What you have to do — Can you copy out every one of the records below, word for word and line for line, leaving nothing out?

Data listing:
------------------------------------------------------------
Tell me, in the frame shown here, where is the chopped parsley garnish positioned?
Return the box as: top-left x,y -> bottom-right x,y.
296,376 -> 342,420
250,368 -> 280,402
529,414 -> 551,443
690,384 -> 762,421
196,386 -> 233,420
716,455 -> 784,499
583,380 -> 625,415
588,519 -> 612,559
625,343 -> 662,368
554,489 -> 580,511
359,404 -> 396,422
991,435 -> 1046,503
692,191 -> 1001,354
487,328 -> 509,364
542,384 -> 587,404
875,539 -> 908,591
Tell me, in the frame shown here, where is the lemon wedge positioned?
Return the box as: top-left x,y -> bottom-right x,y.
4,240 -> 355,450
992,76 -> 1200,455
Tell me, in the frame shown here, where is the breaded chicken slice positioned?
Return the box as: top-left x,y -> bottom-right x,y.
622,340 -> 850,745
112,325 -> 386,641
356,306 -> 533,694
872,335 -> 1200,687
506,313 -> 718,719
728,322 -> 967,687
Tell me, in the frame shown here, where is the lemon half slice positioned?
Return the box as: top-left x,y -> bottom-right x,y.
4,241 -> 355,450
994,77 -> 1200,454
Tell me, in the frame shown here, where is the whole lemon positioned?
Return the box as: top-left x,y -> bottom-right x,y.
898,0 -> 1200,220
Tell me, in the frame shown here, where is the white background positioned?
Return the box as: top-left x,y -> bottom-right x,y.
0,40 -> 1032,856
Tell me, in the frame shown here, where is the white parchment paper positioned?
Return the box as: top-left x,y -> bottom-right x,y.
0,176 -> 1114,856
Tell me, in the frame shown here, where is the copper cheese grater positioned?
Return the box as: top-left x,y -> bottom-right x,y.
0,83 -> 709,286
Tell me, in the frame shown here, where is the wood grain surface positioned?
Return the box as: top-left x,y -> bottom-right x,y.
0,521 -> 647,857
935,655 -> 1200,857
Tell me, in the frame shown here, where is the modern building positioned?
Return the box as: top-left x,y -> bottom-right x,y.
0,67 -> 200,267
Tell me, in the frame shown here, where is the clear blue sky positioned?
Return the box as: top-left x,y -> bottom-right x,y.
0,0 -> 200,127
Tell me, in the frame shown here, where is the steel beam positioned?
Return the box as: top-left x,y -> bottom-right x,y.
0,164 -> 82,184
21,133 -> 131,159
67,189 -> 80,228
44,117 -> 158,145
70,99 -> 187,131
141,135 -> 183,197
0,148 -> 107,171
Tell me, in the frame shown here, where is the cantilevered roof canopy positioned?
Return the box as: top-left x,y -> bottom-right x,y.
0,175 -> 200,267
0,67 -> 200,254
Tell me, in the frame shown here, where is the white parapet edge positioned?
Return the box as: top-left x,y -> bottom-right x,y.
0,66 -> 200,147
------------------------------------------------------------
Exercise output —
Tell me, in the frame shown here, where is the chopped parsley garnish positioned?
Return the box as: top-left x,y -> bottom-right x,y.
296,376 -> 342,420
250,368 -> 280,402
529,414 -> 551,443
690,384 -> 762,421
196,386 -> 233,420
716,455 -> 784,499
583,380 -> 625,415
588,519 -> 612,559
625,343 -> 662,368
554,489 -> 580,511
359,404 -> 396,422
991,435 -> 1046,503
692,191 -> 1001,354
487,328 -> 509,364
542,384 -> 587,404
875,539 -> 908,591
Tell me, in the frame shown here, where is the lemon wedge positioned?
Return the box as: top-left x,y -> bottom-right x,y.
4,240 -> 355,450
992,76 -> 1200,455
Tell me, in the frame shown here, where is the breaded chicken slice positioned?
Return the box as: top-left x,y -> bottom-right x,y.
622,340 -> 850,745
112,325 -> 386,641
356,306 -> 533,694
872,335 -> 1200,687
506,313 -> 718,719
728,322 -> 967,687
Tell me, in the frame shown here, where is the lemon half slice positioned?
Return the box as: top-left x,y -> bottom-right x,y.
4,241 -> 355,450
994,77 -> 1200,454
Tell me, in the frame shown here, where is the whole lemon positioned?
Return the box as: top-left x,y -> bottom-right x,y.
898,0 -> 1200,220
Tell me, in the frame shown here, where is the white background positioned?
Return the box as: top-left x,y -> bottom-right x,y.
0,40 -> 1032,856
Tell me, in the frame shown here, where is the white parchment paper positioned?
Return the box as: top-left x,y -> bottom-right x,y.
0,176 -> 1114,856
Tell me, in the frame shown here, where is the copper cheese grater positioned?
Return the box as: top-left x,y -> bottom-right x,y.
0,83 -> 709,286
Tell me, in the frame shown here, where is the wood grain surface positioned?
Return the box as: top-left x,y -> bottom-right x,y.
0,521 -> 647,857
935,655 -> 1200,857
Tell me, in the frame shown here, where is the modern building positioned?
Return the box as: top-left x,y -> bottom-right x,y.
0,67 -> 200,267
Tell me, in the frame shown here, where is the clear blue sky positioned?
Return the box as: top-left x,y -> bottom-right x,y.
0,0 -> 200,127
Tell me, in the frame shown here, where is the steel beam positioned?
Return the box as: top-left x,y -> bottom-right x,y.
0,164 -> 82,184
21,133 -> 131,159
67,189 -> 80,228
44,117 -> 158,145
70,99 -> 187,131
141,135 -> 183,197
0,148 -> 107,171
Tell me, in the frame shown here, where is the cantilevered roof canopy positioned?
Return the box as: top-left x,y -> bottom-right x,y.
0,175 -> 200,267
0,67 -> 200,254
Tell me, in the frame shown here, where is the white parapet edge positioned?
Return the box as: top-left x,y -> bottom-right x,y.
0,66 -> 200,147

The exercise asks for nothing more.